Return nothing but the lines from the line containing "The component shall return one point per instance of the blue" through the last line of the records, reproduced exactly.

* BEGIN SOURCE DATA *

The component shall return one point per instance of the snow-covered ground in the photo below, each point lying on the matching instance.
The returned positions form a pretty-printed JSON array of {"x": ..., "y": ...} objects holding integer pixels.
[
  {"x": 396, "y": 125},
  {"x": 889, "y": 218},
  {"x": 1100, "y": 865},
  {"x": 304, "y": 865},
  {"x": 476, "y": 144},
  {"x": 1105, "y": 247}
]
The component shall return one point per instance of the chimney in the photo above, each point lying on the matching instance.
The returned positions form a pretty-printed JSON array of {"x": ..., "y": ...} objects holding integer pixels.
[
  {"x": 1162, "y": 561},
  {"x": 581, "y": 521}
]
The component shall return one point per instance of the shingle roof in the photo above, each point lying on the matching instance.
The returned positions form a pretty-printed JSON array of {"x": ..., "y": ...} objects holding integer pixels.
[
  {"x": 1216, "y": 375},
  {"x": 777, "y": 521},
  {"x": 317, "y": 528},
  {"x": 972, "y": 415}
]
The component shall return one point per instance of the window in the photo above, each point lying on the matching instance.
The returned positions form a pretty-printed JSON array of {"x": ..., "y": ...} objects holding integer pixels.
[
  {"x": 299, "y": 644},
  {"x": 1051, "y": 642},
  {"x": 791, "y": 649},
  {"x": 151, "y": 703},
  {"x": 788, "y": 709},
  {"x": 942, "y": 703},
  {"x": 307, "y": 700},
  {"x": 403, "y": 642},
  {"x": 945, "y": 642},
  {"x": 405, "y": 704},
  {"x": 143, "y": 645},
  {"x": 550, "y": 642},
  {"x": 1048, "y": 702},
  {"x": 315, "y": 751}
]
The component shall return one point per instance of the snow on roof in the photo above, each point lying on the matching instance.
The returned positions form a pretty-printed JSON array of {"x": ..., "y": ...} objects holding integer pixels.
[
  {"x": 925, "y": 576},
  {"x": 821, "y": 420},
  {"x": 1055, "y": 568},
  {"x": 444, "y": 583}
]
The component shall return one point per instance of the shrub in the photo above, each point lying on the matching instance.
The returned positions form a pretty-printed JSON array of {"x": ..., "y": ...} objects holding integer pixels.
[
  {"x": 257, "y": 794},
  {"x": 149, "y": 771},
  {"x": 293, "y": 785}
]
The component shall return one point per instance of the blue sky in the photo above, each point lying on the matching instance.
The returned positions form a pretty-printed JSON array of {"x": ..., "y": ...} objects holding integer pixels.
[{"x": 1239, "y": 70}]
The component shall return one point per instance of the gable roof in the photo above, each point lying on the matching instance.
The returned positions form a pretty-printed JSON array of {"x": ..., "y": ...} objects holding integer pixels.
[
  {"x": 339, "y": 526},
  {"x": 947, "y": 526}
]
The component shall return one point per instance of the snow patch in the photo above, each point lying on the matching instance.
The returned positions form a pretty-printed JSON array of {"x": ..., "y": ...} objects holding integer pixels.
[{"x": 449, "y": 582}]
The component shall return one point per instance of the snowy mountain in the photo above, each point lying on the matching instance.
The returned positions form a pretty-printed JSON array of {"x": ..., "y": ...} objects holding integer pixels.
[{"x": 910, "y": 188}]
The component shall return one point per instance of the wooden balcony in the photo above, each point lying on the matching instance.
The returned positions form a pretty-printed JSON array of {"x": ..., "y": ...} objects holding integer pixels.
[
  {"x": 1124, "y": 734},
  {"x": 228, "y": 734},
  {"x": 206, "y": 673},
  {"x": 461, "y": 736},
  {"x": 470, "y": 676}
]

* END SOURCE DATA *

● **TASK ANSWER**
The component shall return one point per instance of the blue sky in the photo above, each point lying on the matching instance.
The returned positions form a pretty-printed JSON array of {"x": ..., "y": ...} objects holding integer pixels.
[{"x": 1239, "y": 70}]
The component shall return one point per instance of the gable roof in the photo above, each point lying on the matching instance.
The returned positions form a pretty-printed JSON array of {"x": ..., "y": ...} objects holding integer pixels.
[
  {"x": 339, "y": 526},
  {"x": 947, "y": 526}
]
The component shall return one point per instance of the snow patch in the photo above, each point lying on the matching instance.
The returned positions form a pretty-printed JSON array of {"x": ..., "y": ...} objects holding integer pixels.
[{"x": 449, "y": 582}]
The component shall return one point per instance of the snowy mountain in the photo above, each point lying on the matching instance.
The returned positions form a pretty-printed JSON array of {"x": ..., "y": ...} objects holding integer pixels.
[{"x": 910, "y": 188}]
The component shall return one point per instance of the wooden balcony in the photo above, each point lying on the matching instance.
The returned positions form a pretty-printed JSON array of {"x": ..., "y": ...} objects holding integer pixels.
[
  {"x": 1124, "y": 734},
  {"x": 228, "y": 734},
  {"x": 206, "y": 673},
  {"x": 461, "y": 736},
  {"x": 470, "y": 676}
]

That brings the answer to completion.